— Start Reading text —

That word forgery is worth a little comment. In Bart Ehrman’s Lost Christianities lectures for The Teaching Company, he says it’s remarkable that there aren’t more forgeries in Paul’s name, and he starts the book version by looking at various cases of forgery. He doesn’t present an alternative concept (in the lectures at least, perhaps in the book), but there are modern examples of writing in someone else’s name, such as ghostwriting, or speech writing. And if those two activities sound dubious when related to scripture, there is an alternate concept in the Book of Mormon and the Doctrine and Covenants that can help us understand how a book could be called, say, the Book of Alma and actually be written by someone named Helaman or Mormon.

Handing down the records from one author to another, with at least one author making changes to the words of other record keepers, is a thread running throughout the Book of Mormon. How scripture is made, preserved, and published is also a prominent theme in the Doctrine and Covenants, where the Lord appoints “stewards over the revelations” (D&C 70:3) to oversee the manuscripts and prepare them for publication.

— End Reading text —

• **To-do list**
**1.** List every title of a book or lecture series that the passage on forgery and scripture mentions.
**2.** Please set down the stretch of the passage on forgery and scripture from "Handing down the" through "them for publication.", word for word.
**3.** Write the next part of the passage on forgery and scripture, picking up after its final sentence.

— Start Recorded data —

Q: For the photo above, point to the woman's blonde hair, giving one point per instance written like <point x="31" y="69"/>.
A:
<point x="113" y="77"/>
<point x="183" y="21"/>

— End Recorded data —

• **Exercise responses**
**1.**
Lost Christianities
the Book of Mormon
the Doctrine and Covenants
the Book of Alma

**2.**
Handing down the records from one author to another, with at least one author making changes to the words of other record keepers, is a thread running throughout the Book of Mormon. How scripture is made, preserved, and published is also a prominent theme in the Doctrine and Covenants, where the Lord appoints “stewards over the revelations” (D&C 70:3) to oversee the manuscripts and prepare them for publication.

**3.**
Wayment may have this kind of stewardship in mind when he notes that, though the perspective or vocabulary in the pastoral epistles is not Paul’s, the doctrine feels Pauline. “The reason for this may be that someone gathered Paul’s known writings and composed these on behalf of Paul, or even under his direction. One reasonable solution is to accept them as representations of what Paul counseled Timothy and Titus to do, while noting that he did not likely write them in the same way he wrote his other letters.”

In the notes Wayment also indirectly addresses the objection of the King James Only crowd that there is no fixed Greek text for the New Testament, that translators use a hybrid text gathered from many existing manuscripts and fragments. If there is a phrase that appears in other translations (generally meaning the KJV), but not in his translation, Wayment supplies the phrase in the notes and states briefly why he didn’t use it.

The sub-sub-title for the book is “A Study Bible,” and each book contains an introduction in three short sections. For the Gospels the sections discuss Who Was [Author]?, The Manuscripts, and Structure and Organization. For the others, the sections are Author, Purpose in Writing, and Connection to Latter-day Saint Beliefs.

But while this translation has fine resources for study, the resources aren’t only in the notes. The translation itself is an aid to study. For example, KJV Luke 1:6 reads, “And they were both righteous before God, walking in all the commandments and ordinances of the Lord blameless.” Wayment reads, “They were both righteous before God, walking in all the commandments and ordinances of the Lord, and they were blameless.” As a declarative sentence instead of a single word, blameless, this calls to mind another man who was righteous and upright before God, whose righteousness attracted disaster. And suddenly a familiar passage becomes ominous, a foreboding of Jobean disaster. I wonder if Zechariah and Elizabeth lived to see the disaster that befell their son?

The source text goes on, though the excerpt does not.